Start of Records shown
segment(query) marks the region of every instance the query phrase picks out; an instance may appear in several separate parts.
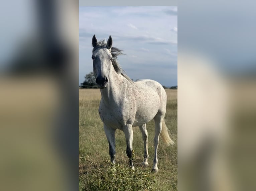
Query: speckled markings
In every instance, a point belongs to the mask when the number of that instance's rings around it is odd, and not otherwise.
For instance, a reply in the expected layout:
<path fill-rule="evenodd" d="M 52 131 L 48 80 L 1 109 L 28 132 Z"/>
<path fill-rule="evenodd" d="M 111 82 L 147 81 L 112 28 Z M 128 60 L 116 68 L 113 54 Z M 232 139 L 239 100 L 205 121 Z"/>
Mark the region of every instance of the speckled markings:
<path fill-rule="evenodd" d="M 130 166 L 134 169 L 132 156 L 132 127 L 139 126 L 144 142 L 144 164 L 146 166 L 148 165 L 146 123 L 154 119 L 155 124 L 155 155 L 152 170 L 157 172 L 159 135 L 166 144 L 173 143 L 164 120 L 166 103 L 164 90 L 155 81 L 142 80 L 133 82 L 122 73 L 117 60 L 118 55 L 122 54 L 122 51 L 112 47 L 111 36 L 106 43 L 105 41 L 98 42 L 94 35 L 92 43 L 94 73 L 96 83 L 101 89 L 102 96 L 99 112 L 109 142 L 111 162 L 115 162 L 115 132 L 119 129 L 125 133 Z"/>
End of Records shown
Start of Records shown
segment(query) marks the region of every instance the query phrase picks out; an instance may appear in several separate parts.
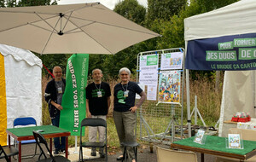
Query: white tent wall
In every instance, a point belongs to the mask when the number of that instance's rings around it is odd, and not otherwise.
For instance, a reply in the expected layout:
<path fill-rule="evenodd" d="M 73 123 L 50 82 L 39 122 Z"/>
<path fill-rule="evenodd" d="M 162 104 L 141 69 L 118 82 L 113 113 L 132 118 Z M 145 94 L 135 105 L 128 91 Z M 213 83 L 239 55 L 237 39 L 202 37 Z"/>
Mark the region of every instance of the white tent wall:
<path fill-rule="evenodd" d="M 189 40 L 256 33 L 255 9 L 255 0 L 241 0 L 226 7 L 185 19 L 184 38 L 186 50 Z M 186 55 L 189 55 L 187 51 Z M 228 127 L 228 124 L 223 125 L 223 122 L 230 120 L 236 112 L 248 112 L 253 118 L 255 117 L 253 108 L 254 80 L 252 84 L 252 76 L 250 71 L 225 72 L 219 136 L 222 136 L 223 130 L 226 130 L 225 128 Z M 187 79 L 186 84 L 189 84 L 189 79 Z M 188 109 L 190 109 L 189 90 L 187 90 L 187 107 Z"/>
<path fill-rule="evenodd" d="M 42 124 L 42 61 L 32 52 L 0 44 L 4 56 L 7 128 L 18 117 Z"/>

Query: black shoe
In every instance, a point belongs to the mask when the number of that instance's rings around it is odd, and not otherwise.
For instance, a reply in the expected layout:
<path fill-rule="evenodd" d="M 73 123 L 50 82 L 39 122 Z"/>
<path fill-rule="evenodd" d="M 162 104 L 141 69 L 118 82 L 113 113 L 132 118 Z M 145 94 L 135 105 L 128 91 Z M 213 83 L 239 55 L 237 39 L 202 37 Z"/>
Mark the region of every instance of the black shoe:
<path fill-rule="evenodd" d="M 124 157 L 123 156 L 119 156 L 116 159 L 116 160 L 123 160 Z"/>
End of Records shown
Instructions for the task: Can you repeat word for word the lines from the one containing "Query: black shoe" through the one containing "Mark the region of every instance of the black", with both of those lines included?

Full response:
Query: black shoe
In every instance, a point belongs to the mask when the number of that instance's rings around it is odd, and not otherwise.
For instance, a reply in the expected layout:
<path fill-rule="evenodd" d="M 73 123 L 50 82 L 39 122 Z"/>
<path fill-rule="evenodd" d="M 162 104 L 141 69 L 118 82 L 113 113 L 132 118 Z M 145 94 L 135 105 L 128 91 Z M 213 83 L 239 55 L 237 39 L 202 37 Z"/>
Mark the region of every instance of the black shoe:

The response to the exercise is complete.